(TASK GOAL)
The output is the lines below from the one with "Target: rubble stone wall" through the one with "[locate] stone castle", both included, printed exactly and with no other line.

(SOURCE INFORMATION)
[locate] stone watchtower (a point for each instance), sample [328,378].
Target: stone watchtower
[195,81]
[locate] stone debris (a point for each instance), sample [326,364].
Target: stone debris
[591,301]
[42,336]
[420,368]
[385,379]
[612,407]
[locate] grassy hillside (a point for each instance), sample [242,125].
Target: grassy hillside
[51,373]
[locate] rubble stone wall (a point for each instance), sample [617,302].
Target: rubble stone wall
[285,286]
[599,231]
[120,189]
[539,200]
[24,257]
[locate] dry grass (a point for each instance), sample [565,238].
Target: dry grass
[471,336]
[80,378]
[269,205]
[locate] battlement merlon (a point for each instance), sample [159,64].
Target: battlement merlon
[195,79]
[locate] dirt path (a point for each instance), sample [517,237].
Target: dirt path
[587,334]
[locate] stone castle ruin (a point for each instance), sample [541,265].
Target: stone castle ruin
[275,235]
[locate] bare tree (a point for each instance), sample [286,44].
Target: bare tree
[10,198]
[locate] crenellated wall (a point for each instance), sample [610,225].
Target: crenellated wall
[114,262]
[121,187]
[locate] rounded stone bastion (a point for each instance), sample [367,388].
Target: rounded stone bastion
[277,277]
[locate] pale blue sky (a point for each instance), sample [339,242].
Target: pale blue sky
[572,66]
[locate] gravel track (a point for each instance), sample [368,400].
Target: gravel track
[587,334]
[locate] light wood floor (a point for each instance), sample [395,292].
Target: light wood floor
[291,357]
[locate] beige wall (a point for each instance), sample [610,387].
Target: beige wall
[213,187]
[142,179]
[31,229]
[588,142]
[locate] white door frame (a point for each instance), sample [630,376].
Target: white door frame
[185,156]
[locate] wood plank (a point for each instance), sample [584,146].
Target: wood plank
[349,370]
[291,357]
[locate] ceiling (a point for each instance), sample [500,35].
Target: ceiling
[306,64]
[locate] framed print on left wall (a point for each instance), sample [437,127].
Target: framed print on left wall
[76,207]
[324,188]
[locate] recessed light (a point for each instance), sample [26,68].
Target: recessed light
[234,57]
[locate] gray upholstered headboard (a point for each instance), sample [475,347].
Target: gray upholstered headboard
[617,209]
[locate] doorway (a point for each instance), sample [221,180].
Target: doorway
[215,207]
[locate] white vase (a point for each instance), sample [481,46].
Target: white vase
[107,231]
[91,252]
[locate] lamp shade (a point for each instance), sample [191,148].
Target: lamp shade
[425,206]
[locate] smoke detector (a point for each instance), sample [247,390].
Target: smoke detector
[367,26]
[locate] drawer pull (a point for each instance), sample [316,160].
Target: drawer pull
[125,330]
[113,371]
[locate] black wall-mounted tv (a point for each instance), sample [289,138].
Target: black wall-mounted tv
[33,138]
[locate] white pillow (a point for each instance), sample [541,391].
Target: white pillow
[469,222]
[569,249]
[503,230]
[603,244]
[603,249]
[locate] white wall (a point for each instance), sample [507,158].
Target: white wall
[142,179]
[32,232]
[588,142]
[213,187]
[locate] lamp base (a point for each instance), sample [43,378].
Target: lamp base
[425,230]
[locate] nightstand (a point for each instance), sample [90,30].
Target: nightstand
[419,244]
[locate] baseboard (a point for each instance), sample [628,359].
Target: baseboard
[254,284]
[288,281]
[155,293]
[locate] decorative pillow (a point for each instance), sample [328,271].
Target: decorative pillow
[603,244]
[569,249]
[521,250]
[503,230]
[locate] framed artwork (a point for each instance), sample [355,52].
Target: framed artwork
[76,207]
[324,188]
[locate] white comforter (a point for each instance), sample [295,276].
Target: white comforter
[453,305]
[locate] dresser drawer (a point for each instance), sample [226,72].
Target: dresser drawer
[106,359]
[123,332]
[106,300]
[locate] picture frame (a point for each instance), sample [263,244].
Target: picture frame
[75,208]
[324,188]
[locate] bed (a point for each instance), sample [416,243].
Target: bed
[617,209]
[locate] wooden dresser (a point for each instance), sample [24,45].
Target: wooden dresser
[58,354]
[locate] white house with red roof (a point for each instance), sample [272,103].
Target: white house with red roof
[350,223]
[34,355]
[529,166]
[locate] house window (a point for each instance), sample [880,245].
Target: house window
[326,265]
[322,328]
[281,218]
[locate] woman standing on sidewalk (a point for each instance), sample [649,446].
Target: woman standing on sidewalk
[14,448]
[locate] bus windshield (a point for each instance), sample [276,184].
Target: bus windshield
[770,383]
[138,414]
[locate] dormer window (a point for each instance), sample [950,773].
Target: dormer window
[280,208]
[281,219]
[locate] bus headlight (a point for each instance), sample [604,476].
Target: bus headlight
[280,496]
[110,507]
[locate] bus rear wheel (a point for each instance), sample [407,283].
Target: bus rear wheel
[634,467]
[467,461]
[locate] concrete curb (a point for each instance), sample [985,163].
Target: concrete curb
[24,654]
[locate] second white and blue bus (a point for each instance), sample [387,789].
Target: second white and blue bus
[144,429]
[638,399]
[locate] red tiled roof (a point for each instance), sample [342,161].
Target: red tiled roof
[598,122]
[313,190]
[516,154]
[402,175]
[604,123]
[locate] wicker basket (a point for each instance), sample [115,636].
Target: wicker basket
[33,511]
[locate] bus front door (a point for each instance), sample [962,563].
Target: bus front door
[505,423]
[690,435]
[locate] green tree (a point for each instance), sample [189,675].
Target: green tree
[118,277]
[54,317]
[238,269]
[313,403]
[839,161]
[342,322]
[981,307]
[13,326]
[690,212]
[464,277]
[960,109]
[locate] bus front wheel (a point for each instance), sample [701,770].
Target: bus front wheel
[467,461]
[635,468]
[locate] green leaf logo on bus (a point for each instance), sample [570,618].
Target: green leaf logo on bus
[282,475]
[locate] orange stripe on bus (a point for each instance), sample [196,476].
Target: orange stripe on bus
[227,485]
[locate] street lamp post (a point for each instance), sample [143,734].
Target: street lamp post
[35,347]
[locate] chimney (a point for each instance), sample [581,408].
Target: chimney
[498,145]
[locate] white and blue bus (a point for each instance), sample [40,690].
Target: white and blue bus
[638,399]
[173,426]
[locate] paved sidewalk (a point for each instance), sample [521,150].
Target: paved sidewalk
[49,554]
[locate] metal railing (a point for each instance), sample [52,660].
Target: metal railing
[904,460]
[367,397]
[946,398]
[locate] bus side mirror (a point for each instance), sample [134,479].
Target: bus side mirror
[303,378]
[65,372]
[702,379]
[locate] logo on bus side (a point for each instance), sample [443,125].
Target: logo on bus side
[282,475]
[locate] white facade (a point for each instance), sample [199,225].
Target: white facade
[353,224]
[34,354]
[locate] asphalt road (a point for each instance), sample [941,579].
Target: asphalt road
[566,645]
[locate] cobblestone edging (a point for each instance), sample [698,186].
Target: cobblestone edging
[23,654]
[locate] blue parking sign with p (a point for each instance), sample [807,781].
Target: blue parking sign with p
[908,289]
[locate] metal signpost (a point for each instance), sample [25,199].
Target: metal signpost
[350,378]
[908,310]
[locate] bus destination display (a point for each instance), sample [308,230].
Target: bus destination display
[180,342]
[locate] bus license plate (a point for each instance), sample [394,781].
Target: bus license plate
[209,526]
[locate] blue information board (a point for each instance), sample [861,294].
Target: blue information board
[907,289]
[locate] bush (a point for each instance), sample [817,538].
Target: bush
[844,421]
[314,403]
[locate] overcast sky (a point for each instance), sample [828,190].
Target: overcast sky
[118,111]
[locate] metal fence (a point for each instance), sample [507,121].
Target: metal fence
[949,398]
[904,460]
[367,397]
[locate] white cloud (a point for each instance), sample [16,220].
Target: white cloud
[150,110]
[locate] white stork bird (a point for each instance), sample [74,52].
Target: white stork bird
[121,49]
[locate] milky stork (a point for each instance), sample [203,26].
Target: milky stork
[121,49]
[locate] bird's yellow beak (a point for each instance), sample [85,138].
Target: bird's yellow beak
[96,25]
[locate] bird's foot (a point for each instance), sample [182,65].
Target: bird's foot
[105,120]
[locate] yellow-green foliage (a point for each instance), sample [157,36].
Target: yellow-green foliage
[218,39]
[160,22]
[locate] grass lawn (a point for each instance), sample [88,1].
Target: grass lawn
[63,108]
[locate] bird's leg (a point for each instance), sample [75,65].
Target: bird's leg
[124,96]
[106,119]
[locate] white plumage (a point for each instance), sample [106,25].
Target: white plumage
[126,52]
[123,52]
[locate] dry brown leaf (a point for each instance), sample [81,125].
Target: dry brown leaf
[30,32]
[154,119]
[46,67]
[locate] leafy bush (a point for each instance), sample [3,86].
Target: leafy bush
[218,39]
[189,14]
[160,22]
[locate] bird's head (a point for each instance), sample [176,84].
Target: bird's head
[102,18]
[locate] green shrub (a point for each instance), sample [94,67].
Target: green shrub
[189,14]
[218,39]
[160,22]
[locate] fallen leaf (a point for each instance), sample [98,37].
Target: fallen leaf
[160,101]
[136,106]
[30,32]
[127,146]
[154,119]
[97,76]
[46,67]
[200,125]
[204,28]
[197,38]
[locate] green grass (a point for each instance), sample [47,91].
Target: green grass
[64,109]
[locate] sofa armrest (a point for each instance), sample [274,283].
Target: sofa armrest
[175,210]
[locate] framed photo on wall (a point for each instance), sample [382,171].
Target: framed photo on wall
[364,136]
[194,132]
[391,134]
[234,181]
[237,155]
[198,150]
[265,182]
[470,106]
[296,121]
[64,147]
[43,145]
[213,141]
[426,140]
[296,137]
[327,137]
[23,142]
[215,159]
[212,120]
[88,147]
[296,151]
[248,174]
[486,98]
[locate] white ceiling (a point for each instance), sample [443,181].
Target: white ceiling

(TASK OUTPUT)
Target: rubble stone wall
[285,286]
[599,231]
[120,189]
[539,200]
[24,257]
[locate] dry grass (a point for each instance), sample [565,238].
Target: dry grass
[471,336]
[80,378]
[269,205]
[locate] battlement merlon (a point for each instance), sample [159,64].
Target: battlement merlon
[195,79]
[locate] dirt path (a point for each instance), sample [517,237].
Target: dirt path
[587,334]
[locate] stone castle ruin (a point for each instance), sample [541,265].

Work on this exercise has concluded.